POLECENIA
A: Ile według tekstu o uchodźcach Hovek zapłacił za taksówkę do mostu we Frankfurcie nad Odrą?
B: Pisz dalej tekst o uchodźcach od miejsca, w którym się urywa.

FRAGMENT TEKSTU
......

Uchodźcy przedostali się do Niemiec. "Nie mieliśmy co jeść"
Rośnie liczba cudzoziemców, którzy nielegalnie dostają się do Niemiec przez Białoruś i Polskę. Większość z nich trafia do obozu przejściowego w Brandenburgii. Ale Niemcy to dla wielu tylko złudna nadzieja.
13.10.2021 12:05
Hovek jest szczęśliwy. Od czterech dni ma w Eisenhuettenstadt dach nad głową, ciepłe łóżko, dobre posiłki. I spokój. Nikt nie krzyczy, nie pogania. Inaczej, niż w Polsce i na Białorusi, mówi Hovek, 29-letni fryzjer z Syrii. – Białorusini straszyli bronią i kazali iść do Polski, mówili, że będą strzelać, Polacy zastawiali drogę i kazali wracać na Białoruś. I tak odbijaliśmy się tam i z powrotem – opowiada. Dodaje, że bali się, że umrą. – Nie mieliśmy co jeść, było zimno, mokro. Widzieliśmy kilka wilków, naprawdę! – relacjonuje. Wodę pili z liści, albo zamulonego strumyka. I tak osiem dni. Grupka się pogubiła. W końcu udało mu się przedostać do Polski. Parę kilometrów od granicy znalazł taksówkę. Za przejazd do mostu we Frankfurcie nad Odrą zapłacił 2,5 tys. dolarów. Na moście zatrzymała go policja i zawiozła do Eisenhuettenstadt, nie odesłała do lasu. Więc Hovek ciągle zachwyca się niemiecką policją.

......

MATERIAŁ
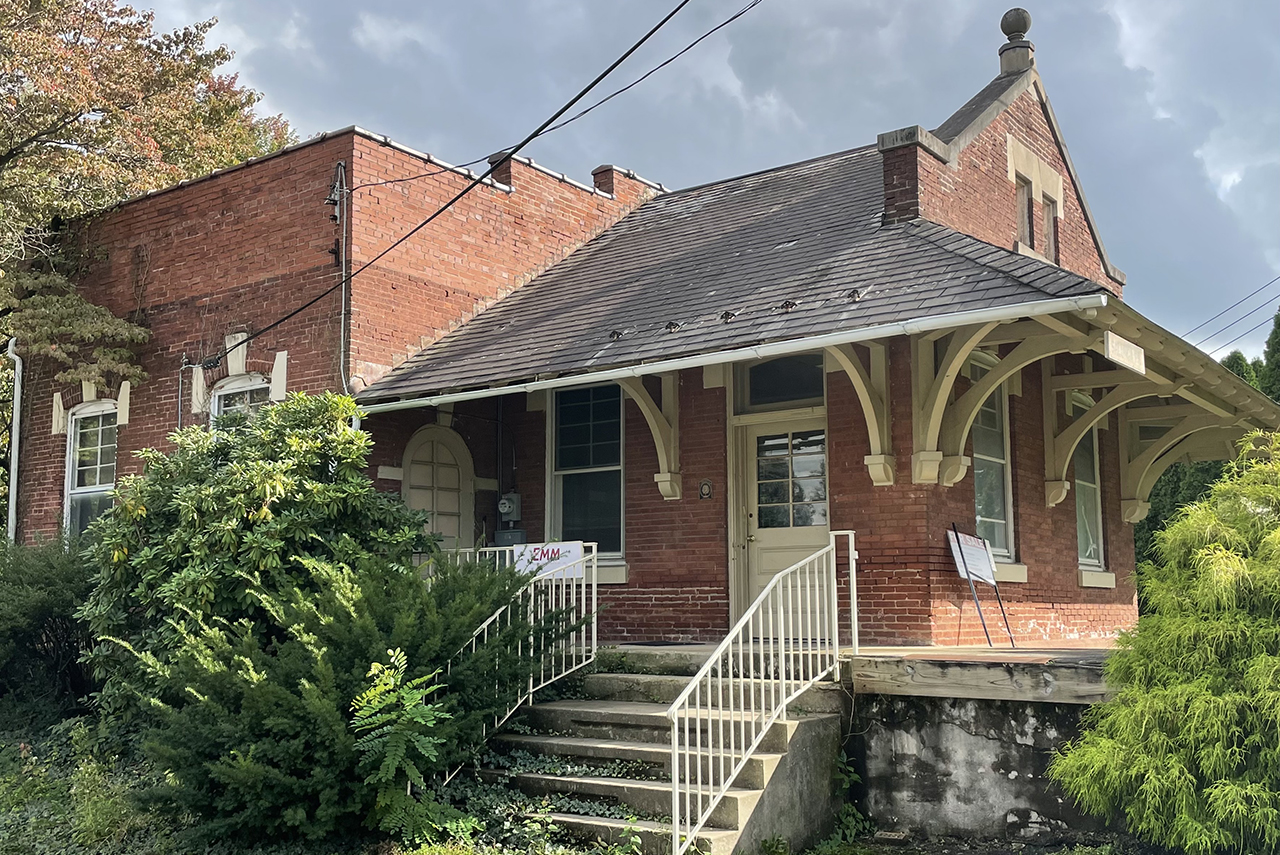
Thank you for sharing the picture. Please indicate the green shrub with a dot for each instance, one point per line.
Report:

......

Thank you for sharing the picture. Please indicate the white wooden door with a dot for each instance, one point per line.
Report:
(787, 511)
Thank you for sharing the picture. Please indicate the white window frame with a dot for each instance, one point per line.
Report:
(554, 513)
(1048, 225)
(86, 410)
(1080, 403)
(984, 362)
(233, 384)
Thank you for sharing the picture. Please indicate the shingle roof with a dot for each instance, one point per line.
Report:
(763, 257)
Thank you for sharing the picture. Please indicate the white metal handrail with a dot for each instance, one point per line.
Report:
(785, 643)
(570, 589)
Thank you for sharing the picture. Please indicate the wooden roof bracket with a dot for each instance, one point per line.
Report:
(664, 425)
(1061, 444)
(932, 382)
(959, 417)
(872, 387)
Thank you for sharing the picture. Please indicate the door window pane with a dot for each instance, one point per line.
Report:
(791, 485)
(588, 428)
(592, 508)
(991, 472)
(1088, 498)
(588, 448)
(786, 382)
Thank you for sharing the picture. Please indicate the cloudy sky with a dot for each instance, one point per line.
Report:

......

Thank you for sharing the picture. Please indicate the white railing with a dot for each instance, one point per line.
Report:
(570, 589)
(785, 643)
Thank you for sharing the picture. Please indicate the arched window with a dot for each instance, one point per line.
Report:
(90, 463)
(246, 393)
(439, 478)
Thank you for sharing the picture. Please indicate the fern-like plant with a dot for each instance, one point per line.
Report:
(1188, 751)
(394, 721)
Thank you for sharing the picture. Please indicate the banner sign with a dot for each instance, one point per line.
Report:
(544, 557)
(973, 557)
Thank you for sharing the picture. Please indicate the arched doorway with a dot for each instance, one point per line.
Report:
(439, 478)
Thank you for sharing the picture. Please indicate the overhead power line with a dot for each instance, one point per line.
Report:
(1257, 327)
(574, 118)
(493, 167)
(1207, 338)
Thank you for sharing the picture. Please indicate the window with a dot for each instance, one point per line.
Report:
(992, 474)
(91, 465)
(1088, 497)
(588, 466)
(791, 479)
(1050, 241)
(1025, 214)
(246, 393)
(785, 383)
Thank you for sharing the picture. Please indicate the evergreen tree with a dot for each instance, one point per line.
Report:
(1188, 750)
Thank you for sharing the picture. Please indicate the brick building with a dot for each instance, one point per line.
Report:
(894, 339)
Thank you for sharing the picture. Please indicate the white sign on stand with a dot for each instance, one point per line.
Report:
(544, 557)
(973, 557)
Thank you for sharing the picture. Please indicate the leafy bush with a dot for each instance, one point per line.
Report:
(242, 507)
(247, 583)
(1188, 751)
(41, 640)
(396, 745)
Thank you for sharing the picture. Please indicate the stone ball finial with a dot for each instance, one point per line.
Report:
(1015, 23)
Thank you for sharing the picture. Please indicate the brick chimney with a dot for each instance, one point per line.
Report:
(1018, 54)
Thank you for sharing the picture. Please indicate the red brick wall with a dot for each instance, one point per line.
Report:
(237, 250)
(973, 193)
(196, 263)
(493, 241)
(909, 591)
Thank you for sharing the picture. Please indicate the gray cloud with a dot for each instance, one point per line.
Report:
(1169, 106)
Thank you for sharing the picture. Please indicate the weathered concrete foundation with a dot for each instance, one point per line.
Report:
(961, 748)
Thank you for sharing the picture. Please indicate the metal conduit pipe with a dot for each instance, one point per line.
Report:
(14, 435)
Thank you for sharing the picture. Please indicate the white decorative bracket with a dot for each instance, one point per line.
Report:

......

ODPOWIEDZI DO POLECEŃ
A: 2,5 tys. dolarów.

B:
Liczba cudzoziemców wzrasta
W ostatnich tygodniach stale wzrasta liczba cudzoziemców, którzy tak jak Hovek dotarli do Niemiec przez Białoruś i Polskę. Najwięcej osób granicę Niemiec przekroczyło w Brandenburgii. Tu policja federalna (Bundespolizei, zajmująca się w Niemczech też ochroną granicy) zatrzymała w sierpniu 200 cudzoziemców, którzy nielegalnie przekroczyli granicę. We wrześniu było ich już ponad 1500, a w pierwszym tygodniu października – ponad 600 osób. Dla porównania: w poprzednich miesiącach było to tylko 26 osób. Tylko 30 września funkcjonariusze zatrzymali dwie ciężarówki, które przewoziły po 40 osób z Iraku, Iranu i Syrii. Wśród cudzoziemców najwięcej jest obywateli Iraku (również irackich Kurdów), Syrii, Iranu i Jemenu. – Zakładamy, że w tym miesiącu może to być 4 tys. osób, a w następnych miesiącach jeszcze więcej – mówi w rozmowie z DW Olaf Jansen, dyrektor ośrodka dla cudzoziemców, Erstaufnahmelager, w Eisenhuettenstadt.
Erstaufnahmeeinrichtung w brandenburskim Eisenhuettenstadt to rodzaj obozu przejściowego dla cudzoziemców, którzy nielegalnie dostali się do Brandenburgii i o których losie zadecydować mają niemieckie władze imigracyjne BAMF (Bundesamt fuer Migration und Fluechtlinge, Urząd Federalny ds. migracji i uchodźców). Tu składają wniosek azylowy, a po kilku miesiącach powinni trafić stąd do ośrodków dla uchodźców w powiatach Brandenburgii, lub w innych landach.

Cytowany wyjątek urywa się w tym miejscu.